### Source passage

·····

The plan worked especially well at the final hole, where he stuck a wedge from the first cut of rough within six feet to finish with a birdie. It was a shot reflective of the receptive greens at Congressional, which made for relatively tame conditions given the considerable rough in place this week.

A brief shower passed through during the middle of the afternoon, resulting in a 14-minute delay and more moisture for the course. It’s a process that could repeat itself throughout the weekend, preventing scores from skyrocketing too much.

“It’s Washington, D.C., in the summer,” Ogilvie said. “You’re going to have afternoon thundershowers. I don’t foresee very firm greens.”

Choi, just more than a month removed from a victory at the Memorial, earned his share of the lead through slightly different means. He took a cautious tour of Congressional, making up for some slightly errant drives with an efficiency in reaching the green.

He reached 4 under shortly after making the turn but ceded two shots at Nos. 3 and 5. He quickly regrouped to birdie No. 6, then converted a 24-foot putt at the 602-yard ninth hole to polish off his 66.

“Considering this was the first time being here at this golf course, I tried to play very carefully, hole-by-hole,” Choi said through a translator. “I think that approach ended up working out.”

So too did sticking with a strategy that served him well in his recent victory. Choi relied on a fade shot to collect his fifth career victory and doesn’t plan to abandon an approach that could keep him in contention again this week.

·····

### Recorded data
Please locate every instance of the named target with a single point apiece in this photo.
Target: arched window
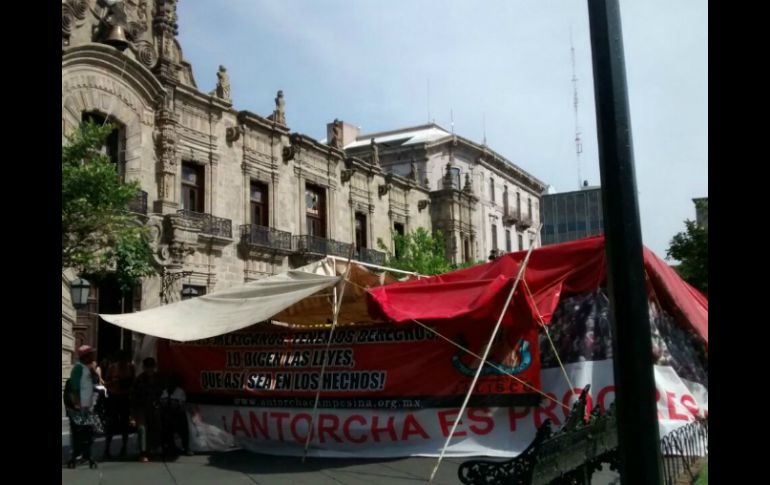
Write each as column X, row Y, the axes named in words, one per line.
column 114, row 146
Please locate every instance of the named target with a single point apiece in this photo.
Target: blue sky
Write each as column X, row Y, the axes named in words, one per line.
column 503, row 64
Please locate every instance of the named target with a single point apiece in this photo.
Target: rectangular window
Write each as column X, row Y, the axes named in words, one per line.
column 505, row 200
column 192, row 187
column 360, row 220
column 113, row 144
column 398, row 228
column 259, row 204
column 492, row 189
column 315, row 210
column 192, row 291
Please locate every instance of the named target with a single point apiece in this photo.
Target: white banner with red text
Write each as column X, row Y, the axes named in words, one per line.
column 380, row 433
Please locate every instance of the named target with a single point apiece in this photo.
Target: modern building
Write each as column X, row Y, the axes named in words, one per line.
column 568, row 216
column 231, row 196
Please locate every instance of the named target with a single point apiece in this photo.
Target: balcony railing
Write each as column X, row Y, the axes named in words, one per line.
column 366, row 255
column 139, row 204
column 319, row 245
column 265, row 237
column 511, row 217
column 211, row 225
column 524, row 222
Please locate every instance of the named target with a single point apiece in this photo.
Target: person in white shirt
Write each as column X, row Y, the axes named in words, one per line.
column 81, row 393
column 174, row 414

·····

### Goals
A. Using the Congressional golf passage, decide whether each statement agrees with it, answering yes or no and quoting the deciding words: (i) A shower caused a 14-minute delay. (ii) Choi's 24-foot putt came on the 602-yard ninth hole. (iii) Ogilvie expects very firm greens.
B. Transcribe every line of the entries under Recorded data, omitting the pictures.
The entries have no connection to the Congressional golf passage.

### Outputs in order
A.
(i) Yes: "resulting in a 14-minute delay"
(ii) Yes: "converted a 24-foot putt at the 602-yard ninth hole"
(iii) No: "I don’t foresee very firm greens."

B.
Please locate every instance of the named target with a single point apiece in this photo.
Target: arched window
Write each as column X, row Y, the axes named in words, one per line.
column 114, row 146
Please locate every instance of the named target with a single point apiece in this photo.
Target: blue sky
Write each as column X, row Y, the axes named in words, one per line.
column 503, row 64
Please locate every instance of the named target with a single point apiece in this photo.
Target: rectangular window
Write each as column X, row Y, the axes named in words, one per line.
column 505, row 200
column 192, row 187
column 360, row 220
column 113, row 144
column 398, row 228
column 259, row 204
column 492, row 189
column 315, row 210
column 192, row 291
Please locate every instance of the named target with a single point apiece in this photo.
Target: white banner with red text
Write each as column X, row Y, the axes named in words, one per line.
column 380, row 433
Please locate every instance of the named target with a single point apiece in this photo.
Target: modern building
Write each as column X, row Y, the axes named in words, one per line.
column 568, row 216
column 231, row 196
Please locate every instance of the named target with a single point apiece in this photo.
Target: balcony railing
Write each as column X, row Y, the axes named in words, one per line.
column 366, row 255
column 139, row 204
column 319, row 245
column 265, row 237
column 511, row 217
column 211, row 225
column 524, row 222
Please locate every instance of the named target with a single point apiece in this photo.
Target: person in white shirt
Write each as column X, row Y, the axes named in words, one per line.
column 81, row 393
column 174, row 414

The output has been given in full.